**Ausgangstext:**
-----

Im festen Willen das bislang schönste 1:1 der Saison herauszuspielen, trabten die Spieler auf den Platz. Sie wurden begleitet von drei Fahnenschwenkern, die auf dem Platz zwar ein wenig verloren wirkten, in den Augen der Folklore-Beauftragten von DFB und DFL aber wohl ein Höchstmaß an Gänsehauttechnik transportierten. Im Sinne des Fair-Play-Gedankens verzichtete dann auch der Gästeanhang auf übermäßig viele schwarzgelbe Schwenkfahnen: vier Stück stellten eine knappe optische Überlegenheit sicher, eine fünfte fand Verwendung als neutrale Fahne für beide Seiten (ein bisschen Olympia für den „Dabei sein ist alles“-Spirit, ein bisschen Brasilien für Elson/Cacau und Dede/Santana, ein bisschen DFB-Pokal für die geplagten Seelen beider Vereine…) – wer wollte sich denn da bitte für den Titel des harmoniesüchtigsten Knuffels 2009 bewerben?
Während die Anfangsminuten so vor sich hin plätscherten, gab es gottseidank noch allerhand mehr Sensationen zu entdecken: die Soundanlage der Heimkurve schepperte unter dem Dach, der VfB begrüßte gleich mehrfach seinen Spätzlepartner und ein paar hundert Meter hinter dem Stadion fuhr immer wieder mal ein Zug vorbei. Drum herum war also eine Menge geboten, während auf dem Platz Fußball zum Abgewöhnen Einzug gehalten hatte.

-----

**Bereitgestellte Daten:**
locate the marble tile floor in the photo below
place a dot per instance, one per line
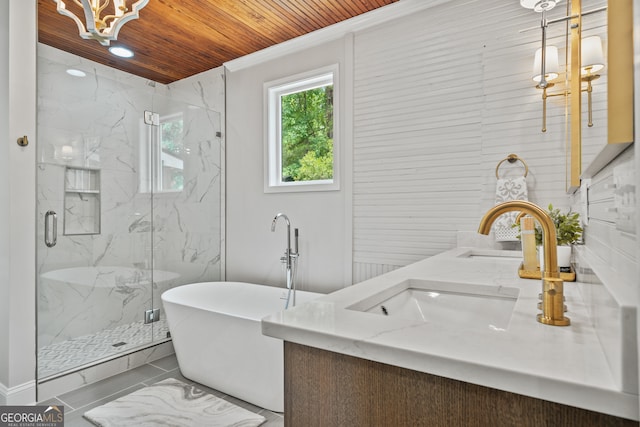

-----

**Aufgaben:**
a) Nenne alle Personennamen, die im Spielbericht vorkommen.
b) Gib aus dem Spielbericht die Passage von „Im festen Willen“ bis einschließlich „Knuffels 2009 bewerben?“ unverändert wieder.
Die Daten stehen in keinem Zusammenhang mit dem Spielbericht.

**Lösungen:**
a) Elson, Cacau, Dede, Santana

b)
Im festen Willen das bislang schönste 1:1 der Saison herauszuspielen, trabten die Spieler auf den Platz. Sie wurden begleitet von drei Fahnenschwenkern, die auf dem Platz zwar ein wenig verloren wirkten, in den Augen der Folklore-Beauftragten von DFB und DFL aber wohl ein Höchstmaß an Gänsehauttechnik transportierten. Im Sinne des Fair-Play-Gedankens verzichtete dann auch der Gästeanhang auf übermäßig viele schwarzgelbe Schwenkfahnen: vier Stück stellten eine knappe optische Überlegenheit sicher, eine fünfte fand Verwendung als neutrale Fahne für beide Seiten (ein bisschen Olympia für den „Dabei sein ist alles“-Spirit, ein bisschen Brasilien für Elson/Cacau und Dede/Santana, ein bisschen DFB-Pokal für die geplagten Seelen beider Vereine…) – wer wollte sich denn da bitte für den Titel des harmoniesüchtigsten Knuffels 2009 bewerben?